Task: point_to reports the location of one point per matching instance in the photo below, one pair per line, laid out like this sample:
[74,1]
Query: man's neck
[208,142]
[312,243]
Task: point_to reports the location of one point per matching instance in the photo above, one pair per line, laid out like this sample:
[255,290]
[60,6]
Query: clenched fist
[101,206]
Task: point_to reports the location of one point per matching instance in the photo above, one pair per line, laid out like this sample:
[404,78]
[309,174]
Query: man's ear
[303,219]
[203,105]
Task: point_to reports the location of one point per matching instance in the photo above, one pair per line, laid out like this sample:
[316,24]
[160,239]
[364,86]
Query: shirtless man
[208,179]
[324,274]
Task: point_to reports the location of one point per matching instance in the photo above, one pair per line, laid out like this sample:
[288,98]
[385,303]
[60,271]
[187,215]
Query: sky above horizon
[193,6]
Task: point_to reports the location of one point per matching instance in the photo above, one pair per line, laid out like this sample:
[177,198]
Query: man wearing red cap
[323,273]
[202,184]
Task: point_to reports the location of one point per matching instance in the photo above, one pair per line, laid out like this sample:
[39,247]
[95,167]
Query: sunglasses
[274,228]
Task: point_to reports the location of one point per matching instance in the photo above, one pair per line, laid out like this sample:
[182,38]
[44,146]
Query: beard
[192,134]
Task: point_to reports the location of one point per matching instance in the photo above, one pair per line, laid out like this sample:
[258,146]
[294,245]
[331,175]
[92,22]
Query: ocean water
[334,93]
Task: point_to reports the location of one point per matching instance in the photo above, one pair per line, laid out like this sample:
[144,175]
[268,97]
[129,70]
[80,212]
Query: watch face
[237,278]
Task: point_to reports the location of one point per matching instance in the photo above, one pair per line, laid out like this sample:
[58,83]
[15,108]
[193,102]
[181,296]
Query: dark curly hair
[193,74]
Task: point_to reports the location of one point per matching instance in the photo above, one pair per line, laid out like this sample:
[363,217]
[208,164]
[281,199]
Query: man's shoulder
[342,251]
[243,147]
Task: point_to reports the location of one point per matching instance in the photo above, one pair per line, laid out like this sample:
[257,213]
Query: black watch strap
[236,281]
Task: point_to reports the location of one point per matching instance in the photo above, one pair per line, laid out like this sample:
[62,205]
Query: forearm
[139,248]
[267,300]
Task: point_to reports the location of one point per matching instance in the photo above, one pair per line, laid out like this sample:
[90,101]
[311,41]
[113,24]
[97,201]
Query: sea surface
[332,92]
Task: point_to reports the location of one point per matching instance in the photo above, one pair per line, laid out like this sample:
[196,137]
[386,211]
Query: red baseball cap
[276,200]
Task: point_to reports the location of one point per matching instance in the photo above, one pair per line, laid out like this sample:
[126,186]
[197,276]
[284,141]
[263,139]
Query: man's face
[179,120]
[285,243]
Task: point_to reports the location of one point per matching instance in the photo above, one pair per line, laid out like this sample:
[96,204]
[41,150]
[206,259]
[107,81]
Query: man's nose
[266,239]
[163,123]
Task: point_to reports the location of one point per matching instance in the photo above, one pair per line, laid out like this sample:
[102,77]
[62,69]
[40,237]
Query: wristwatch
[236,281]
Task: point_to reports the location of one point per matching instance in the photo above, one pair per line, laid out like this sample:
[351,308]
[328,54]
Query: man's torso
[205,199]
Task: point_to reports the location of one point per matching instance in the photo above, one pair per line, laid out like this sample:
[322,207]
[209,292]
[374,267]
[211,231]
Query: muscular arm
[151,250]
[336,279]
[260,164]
------------------------------------------------------------
Given instruction
Transcribe all of the entries without altering anything.

Reply to the task
Task: point_to reports the location of one point per matching instance in the photo below, one pair per line, laid out like this sample:
[74,1]
Query: man's neck
[208,142]
[312,243]
Task: point_to reports the location of one point per matching instance in the photo above, one pair per line, laid out like this sample:
[255,290]
[60,6]
Query: clenched fist
[101,206]
Task: point_to reports the location of one point per matching instance in the photo above, one pair per line, laid out like this sample:
[404,78]
[309,174]
Query: man's ear
[303,219]
[203,105]
Task: point_to reports the location of one point per matching instance in the photo above, one pair per line, laid out like this sample:
[316,24]
[160,239]
[364,86]
Query: shirtless man
[208,179]
[324,274]
Task: point_to reports the location of one point per matching instance in the photo above, one pair per line, laid out like this sample:
[288,98]
[385,303]
[60,271]
[187,215]
Query: sky above horizon
[193,6]
Task: point_to reports the location of one point per matching instance in the photo above, one pair per line, laid out like this sample:
[177,198]
Query: man wearing red cap
[323,273]
[202,184]
Task: point_to reports the location of one point per matching instance in the photo above, one pair per line, laid out like this sample:
[39,247]
[95,167]
Query: sunglasses
[274,228]
Task: point_to reports the location of one point per matching instance in the photo above, one pair per line, laid out like this sample:
[182,38]
[44,146]
Query: beard
[192,134]
Task: point_to reports the location of one point per matching instance in the photo above, one pair per line, laid out like this sample:
[258,146]
[294,245]
[331,175]
[92,22]
Query: ocean water
[334,93]
Task: point_to reports the location of one point per matching instance in the photo above, one pair per line, laid out like this sample:
[144,175]
[268,97]
[129,70]
[80,212]
Query: watch face
[237,278]
Task: point_to reports the location of one point per matching instance in the photo above, one pair per line, laid out like this sample:
[58,83]
[15,108]
[193,102]
[181,296]
Query: dark curly hair
[193,74]
Task: point_to reports the location of one point per matching instance in the photo above, one pair per line, laid out like this sample:
[363,217]
[208,164]
[281,199]
Query: man's shoulder
[342,251]
[243,147]
Task: point_to reports the location of one point per matching instance in the photo above, one pair per line, laid out like this sample:
[257,213]
Query: black watch strap
[236,281]
Task: point_to reports the location of one point per matching instance in the photo above, one pair per line, laid out like this sample:
[62,205]
Query: forearm
[139,248]
[267,300]
Task: point_to reports the location of one point per matching instance in the photo above, one pair per line, laid out like this sample:
[90,101]
[311,41]
[113,24]
[97,201]
Query: sea surface
[332,92]
Task: point_to reports the location of one point per matching instance in the photo above, one pair per line, laid out like this sample:
[196,137]
[386,211]
Query: red baseball cap
[276,200]
Task: point_to reports the location of one point per matching instance in the photo above, one pair per line, laid out like this sample:
[126,186]
[197,276]
[284,141]
[263,139]
Query: man's face
[179,120]
[285,243]
Task: point_to reports the location of one point per matching instance in the photo above, one pair per line, laid out like this sample:
[96,204]
[41,150]
[206,259]
[107,81]
Query: man's nose
[266,239]
[163,123]
Task: point_to reports the location of one point per matching instance in the photo above, one pair per line, laid out like this sample:
[102,77]
[62,69]
[40,237]
Query: wristwatch
[236,281]
Task: point_to reports the location of one point per matching instance in the photo above, one pair per line, laid out like this sample:
[351,308]
[328,54]
Query: man's torso
[205,199]
Task: point_to reports the location of one point per matching instance in the photo above, one pair per line, laid out like this sample:
[322,207]
[209,292]
[374,267]
[211,231]
Query: muscular arm
[151,250]
[336,279]
[260,164]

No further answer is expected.